_WHAT YOU SHOULD DO_
Repeat the whole listing exactly as it appears.

_DATA EXCERPTS_

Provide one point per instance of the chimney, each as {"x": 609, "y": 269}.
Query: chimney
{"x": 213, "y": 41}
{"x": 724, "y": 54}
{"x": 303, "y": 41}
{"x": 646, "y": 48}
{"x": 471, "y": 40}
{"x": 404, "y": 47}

_TASK RESULT_
Provide one point per instance of the chimney, each as {"x": 609, "y": 269}.
Query: chimney
{"x": 213, "y": 41}
{"x": 724, "y": 54}
{"x": 303, "y": 41}
{"x": 646, "y": 48}
{"x": 471, "y": 40}
{"x": 404, "y": 47}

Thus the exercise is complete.